* **Stored data**

[Start]

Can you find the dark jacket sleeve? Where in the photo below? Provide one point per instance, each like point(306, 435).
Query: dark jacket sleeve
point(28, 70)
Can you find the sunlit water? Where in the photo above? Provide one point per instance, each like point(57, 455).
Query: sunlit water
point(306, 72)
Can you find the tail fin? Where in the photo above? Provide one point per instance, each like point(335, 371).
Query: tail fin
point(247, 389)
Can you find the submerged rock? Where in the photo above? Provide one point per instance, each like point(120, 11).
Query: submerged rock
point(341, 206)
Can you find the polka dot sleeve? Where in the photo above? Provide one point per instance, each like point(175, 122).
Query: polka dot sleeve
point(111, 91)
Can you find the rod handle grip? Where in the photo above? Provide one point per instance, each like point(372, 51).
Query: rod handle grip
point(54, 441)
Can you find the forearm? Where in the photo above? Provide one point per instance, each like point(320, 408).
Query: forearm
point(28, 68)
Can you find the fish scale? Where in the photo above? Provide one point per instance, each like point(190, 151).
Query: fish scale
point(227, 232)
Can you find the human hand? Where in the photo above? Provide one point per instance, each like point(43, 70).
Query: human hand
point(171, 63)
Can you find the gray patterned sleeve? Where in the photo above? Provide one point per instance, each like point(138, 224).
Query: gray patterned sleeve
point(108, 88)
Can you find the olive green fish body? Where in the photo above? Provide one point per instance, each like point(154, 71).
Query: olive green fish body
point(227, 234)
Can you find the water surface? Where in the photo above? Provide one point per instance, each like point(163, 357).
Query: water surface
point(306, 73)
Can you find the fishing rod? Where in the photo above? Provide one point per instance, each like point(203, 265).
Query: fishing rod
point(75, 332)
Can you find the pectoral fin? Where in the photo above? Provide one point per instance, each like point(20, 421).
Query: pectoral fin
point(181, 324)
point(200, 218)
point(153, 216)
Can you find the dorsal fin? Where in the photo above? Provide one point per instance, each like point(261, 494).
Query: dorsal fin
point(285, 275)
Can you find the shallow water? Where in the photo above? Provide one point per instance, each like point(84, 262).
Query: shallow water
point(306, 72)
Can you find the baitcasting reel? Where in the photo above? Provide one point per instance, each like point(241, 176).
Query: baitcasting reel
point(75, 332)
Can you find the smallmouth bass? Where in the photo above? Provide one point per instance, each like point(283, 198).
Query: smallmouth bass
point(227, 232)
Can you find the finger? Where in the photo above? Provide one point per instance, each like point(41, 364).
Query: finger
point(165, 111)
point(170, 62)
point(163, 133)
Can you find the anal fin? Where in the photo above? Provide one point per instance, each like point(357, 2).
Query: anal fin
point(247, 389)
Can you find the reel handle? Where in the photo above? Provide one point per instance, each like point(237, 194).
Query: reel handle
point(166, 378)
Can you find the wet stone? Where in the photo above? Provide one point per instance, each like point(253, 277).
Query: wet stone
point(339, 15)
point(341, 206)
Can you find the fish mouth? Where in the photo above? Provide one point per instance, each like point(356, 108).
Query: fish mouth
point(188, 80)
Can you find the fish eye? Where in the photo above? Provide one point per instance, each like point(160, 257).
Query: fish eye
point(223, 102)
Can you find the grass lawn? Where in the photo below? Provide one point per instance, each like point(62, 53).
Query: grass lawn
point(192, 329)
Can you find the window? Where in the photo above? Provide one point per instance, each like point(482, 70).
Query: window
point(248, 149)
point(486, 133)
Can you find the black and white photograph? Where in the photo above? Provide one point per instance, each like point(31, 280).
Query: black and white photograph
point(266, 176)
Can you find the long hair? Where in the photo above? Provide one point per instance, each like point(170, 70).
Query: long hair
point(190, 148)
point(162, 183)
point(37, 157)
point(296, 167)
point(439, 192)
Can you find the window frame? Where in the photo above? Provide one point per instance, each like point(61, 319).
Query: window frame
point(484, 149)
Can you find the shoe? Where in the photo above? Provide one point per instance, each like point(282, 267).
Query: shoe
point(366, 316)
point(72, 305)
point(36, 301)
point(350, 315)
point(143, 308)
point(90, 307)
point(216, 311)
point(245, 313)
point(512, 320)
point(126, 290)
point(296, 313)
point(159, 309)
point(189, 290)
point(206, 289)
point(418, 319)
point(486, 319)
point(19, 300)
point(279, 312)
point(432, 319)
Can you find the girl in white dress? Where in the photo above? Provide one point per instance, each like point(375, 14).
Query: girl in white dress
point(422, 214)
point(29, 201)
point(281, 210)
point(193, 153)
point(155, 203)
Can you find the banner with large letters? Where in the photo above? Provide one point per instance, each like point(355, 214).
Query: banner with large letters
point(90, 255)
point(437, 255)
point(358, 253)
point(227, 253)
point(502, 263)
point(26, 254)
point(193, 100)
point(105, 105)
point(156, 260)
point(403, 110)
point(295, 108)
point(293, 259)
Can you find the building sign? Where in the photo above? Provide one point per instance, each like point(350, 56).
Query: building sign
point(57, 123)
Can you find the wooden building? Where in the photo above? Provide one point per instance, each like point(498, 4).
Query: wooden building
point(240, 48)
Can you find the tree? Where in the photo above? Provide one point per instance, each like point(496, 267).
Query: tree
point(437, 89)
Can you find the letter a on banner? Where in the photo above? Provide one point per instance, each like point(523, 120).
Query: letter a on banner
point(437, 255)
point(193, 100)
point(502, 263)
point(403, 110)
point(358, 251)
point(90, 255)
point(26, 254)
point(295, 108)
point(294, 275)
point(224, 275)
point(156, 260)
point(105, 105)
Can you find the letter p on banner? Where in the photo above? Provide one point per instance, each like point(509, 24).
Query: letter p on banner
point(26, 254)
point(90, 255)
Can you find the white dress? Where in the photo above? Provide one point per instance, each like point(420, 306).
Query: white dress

[End]

* **What is asked**
Repeat only the stretch of lines that begins at the line containing "Can you find the banner" and ends at the last line above, both included.

* **Task output**
Can you find the banner with large letters? Where in the photo above? Provide one point per instance, each like point(355, 214).
Query: banner with large letters
point(90, 255)
point(437, 255)
point(358, 253)
point(227, 253)
point(502, 263)
point(26, 254)
point(193, 100)
point(105, 105)
point(156, 260)
point(403, 110)
point(295, 108)
point(293, 259)
Can you find the building sign? Where in the photo above? Provide one point per instance, each like point(350, 56).
Query: building sign
point(57, 123)
Can you find the wooden building? Where in the photo above? Provide one point per instance, each like point(498, 4).
Query: wooden building
point(240, 48)
Can you find the tree? Where in the photo above? Provide one point per instance, each like point(496, 267).
Query: tree
point(437, 89)
Can you find the letter a on banner? Where in the photo above? Provide one point per instance, each like point(523, 120).
Query: letter a on banner
point(437, 255)
point(193, 100)
point(502, 263)
point(403, 110)
point(358, 251)
point(90, 255)
point(26, 254)
point(295, 108)
point(294, 275)
point(224, 275)
point(156, 260)
point(105, 105)
Can you find the letter p on banner? Where in the photo above? Provide one point per instance, each like point(509, 24).
Query: letter p on banner
point(26, 254)
point(90, 255)
Can you find the white dress? Where in the photo above? Provide one point per instance, each like point(420, 306).
Query: white dress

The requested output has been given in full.